— Start Supplied passage —

Trebor? That's a sweet manufacturer, used to have the factory in my home town (used to be Sharps before it became Trebor Sharps), you could tell when they were producing their toffee, you could smell it across town, lovely! All gone now, now it's overpriced apartments.
Ressurecting this thread as I finally busted this horn out and tried it. When I first picked it up I thought, "this is too small, It going to be high pitched!". But placing next to a Dolnet I had on my workbench it was about the same height althought with a smaller bell (bore?). the pads are still fairly supple after improvising a felt for the A key the upper stack actually didn't leak and the lower stack was good enough with moderate pressure to play test it. Had to push the mouthpiece (Zagar) on quite a ways to keep it from being flat all over but after that the intonation is actually pretty good. No worse than other horns from the 20s-30s which is when I am guessing this was made. It's not gonna dethrone my main horns but definitely playable at a gig. It has a mellow tone a bit on the dark side due mostly to the rivet pads that are on it but nice. After getting it tweaked a bit more I will try to post some sound clips.
When I first saw the Pictures I thought "italian". The seller thought it was german and the finish work and key design does kinda say german or czech but I have only seen that bell brace on italian horns and the overall appearance looks like those Getzen saxes, just much older.
in fact this, I think, is a Agostino Rampone, NOT a Rampone & Cazzani on the other hand why are you so sure? The Old Rampone were not too dissimilar , remember that the Old Rampone can be very different from the new!

— End Supplied passage —

* _Instruction 1_
Reproduce the saxophone discussion from the words "When I first saw" through the words "from the new!", swapping "bell brace" for "neck brace".
The text and the records are independent of each other.

— Start Dataset extract —

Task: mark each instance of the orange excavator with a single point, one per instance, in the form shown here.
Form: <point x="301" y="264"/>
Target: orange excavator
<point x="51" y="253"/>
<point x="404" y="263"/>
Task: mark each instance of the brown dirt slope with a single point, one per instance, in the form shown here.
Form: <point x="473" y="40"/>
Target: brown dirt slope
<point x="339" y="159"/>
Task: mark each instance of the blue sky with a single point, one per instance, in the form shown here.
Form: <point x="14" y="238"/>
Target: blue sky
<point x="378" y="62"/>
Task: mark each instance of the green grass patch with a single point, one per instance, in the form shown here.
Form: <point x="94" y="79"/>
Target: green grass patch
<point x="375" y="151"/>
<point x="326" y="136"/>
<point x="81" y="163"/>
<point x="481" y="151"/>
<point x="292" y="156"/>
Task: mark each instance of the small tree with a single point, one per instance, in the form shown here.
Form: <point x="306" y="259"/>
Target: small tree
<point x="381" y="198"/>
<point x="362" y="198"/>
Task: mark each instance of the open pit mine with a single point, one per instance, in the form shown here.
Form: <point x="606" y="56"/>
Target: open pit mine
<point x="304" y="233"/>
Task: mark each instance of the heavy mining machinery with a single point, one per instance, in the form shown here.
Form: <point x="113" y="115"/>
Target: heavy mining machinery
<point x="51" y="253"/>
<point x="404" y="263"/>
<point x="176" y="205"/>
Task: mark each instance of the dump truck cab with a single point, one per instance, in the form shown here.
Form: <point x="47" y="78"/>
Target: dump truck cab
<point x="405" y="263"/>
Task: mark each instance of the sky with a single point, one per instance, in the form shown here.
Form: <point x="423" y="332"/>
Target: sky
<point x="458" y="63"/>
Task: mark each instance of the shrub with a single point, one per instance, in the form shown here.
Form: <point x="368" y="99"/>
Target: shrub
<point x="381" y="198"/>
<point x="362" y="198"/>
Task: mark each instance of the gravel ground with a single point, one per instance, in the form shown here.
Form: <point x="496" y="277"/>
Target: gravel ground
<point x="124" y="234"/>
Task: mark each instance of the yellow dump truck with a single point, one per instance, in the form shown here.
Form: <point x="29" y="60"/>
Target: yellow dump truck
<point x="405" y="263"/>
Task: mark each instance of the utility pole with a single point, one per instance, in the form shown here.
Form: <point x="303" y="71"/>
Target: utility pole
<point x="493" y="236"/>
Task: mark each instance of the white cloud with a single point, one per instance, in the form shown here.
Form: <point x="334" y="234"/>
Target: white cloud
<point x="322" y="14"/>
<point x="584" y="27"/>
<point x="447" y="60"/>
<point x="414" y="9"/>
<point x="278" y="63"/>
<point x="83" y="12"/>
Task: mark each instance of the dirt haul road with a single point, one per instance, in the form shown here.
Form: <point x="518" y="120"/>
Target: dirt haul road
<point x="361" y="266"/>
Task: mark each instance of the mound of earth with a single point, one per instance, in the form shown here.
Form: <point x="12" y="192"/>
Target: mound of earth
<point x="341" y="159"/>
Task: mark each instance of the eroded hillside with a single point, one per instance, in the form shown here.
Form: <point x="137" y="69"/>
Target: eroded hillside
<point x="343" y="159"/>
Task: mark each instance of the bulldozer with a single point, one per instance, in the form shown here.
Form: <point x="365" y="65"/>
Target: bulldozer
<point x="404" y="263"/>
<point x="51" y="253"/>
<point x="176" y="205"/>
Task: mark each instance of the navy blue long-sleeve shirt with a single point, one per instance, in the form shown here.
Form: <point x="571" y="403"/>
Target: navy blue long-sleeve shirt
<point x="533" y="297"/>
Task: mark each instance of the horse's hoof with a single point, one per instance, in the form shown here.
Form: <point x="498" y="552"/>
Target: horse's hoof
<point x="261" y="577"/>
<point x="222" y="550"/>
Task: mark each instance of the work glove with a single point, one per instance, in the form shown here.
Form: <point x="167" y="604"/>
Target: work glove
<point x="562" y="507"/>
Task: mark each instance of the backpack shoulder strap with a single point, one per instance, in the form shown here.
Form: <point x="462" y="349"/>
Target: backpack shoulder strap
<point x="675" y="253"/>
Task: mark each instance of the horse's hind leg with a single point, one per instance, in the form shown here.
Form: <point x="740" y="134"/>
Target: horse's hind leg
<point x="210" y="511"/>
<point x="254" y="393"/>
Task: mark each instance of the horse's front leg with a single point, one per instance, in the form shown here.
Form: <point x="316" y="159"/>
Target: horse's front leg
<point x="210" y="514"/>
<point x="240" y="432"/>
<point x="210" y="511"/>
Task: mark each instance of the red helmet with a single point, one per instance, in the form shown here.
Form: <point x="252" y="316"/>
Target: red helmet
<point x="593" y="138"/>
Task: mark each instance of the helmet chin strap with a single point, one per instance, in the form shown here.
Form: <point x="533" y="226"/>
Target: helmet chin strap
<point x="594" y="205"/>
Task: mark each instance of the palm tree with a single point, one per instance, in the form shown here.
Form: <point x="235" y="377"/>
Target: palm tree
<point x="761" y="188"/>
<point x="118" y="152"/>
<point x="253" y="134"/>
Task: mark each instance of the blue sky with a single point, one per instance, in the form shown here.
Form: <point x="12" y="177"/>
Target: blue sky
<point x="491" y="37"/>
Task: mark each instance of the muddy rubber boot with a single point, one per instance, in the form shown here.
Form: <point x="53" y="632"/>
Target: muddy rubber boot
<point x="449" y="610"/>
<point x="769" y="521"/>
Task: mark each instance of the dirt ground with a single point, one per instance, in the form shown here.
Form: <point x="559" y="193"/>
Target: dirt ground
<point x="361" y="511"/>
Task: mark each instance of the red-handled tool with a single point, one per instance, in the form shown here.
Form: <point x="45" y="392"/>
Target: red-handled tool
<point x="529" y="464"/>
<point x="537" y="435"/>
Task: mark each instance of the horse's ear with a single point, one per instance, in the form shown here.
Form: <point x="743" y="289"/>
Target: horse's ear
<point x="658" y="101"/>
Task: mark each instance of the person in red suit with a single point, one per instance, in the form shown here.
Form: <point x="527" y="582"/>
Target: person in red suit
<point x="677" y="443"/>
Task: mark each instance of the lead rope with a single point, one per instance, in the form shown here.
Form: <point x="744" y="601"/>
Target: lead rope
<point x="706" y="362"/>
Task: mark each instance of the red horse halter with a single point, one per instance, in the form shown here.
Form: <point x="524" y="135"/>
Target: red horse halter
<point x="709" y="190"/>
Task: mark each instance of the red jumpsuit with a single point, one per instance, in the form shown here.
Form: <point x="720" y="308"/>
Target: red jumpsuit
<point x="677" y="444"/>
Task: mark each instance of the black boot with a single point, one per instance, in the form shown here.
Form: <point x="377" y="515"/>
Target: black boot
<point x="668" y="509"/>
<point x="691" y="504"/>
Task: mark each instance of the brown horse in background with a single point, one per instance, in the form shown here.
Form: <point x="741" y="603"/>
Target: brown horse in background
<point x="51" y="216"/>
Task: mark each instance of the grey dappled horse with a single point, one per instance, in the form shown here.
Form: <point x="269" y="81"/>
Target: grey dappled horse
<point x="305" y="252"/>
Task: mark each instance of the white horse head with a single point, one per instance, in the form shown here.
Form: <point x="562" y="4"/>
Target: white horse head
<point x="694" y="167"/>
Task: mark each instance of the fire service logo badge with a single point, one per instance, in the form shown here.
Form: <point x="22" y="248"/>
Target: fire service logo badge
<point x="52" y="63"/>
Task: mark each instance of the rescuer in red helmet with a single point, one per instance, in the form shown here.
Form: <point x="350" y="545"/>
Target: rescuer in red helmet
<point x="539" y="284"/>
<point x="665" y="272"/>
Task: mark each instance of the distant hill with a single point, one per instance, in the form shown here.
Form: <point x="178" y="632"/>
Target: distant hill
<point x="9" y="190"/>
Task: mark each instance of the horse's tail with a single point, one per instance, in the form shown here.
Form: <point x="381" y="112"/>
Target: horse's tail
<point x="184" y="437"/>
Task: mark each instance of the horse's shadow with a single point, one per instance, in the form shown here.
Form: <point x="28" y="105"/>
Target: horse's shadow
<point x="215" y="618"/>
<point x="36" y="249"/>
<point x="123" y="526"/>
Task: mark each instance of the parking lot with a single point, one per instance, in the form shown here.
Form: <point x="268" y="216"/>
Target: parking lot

— End Dataset extract —

* _Instruction 2_
Pick out every line of the records that contains the string "strap", treating uppercase and lowercase as distinct.

* _Full response 1_
When I first saw the Pictures I thought "italian". The seller thought it was german and the finish work and key design does kinda say german or czech but I have only seen that neck brace on italian horns and the overall appearance looks like those Getzen saxes, just much older.
in fact this, I think, is a Agostino Rampone, NOT a Rampone & Cazzani on the other hand why are you so sure? The Old Rampone were not too dissimilar , remember that the Old Rampone can be very different from the new!

* _Full response 2_
Task: mark each instance of the backpack shoulder strap with a single point, one per instance, in the form shown here.
Target: backpack shoulder strap
Task: mark each instance of the helmet chin strap with a single point, one per instance, in the form shown here.
Target: helmet chin strap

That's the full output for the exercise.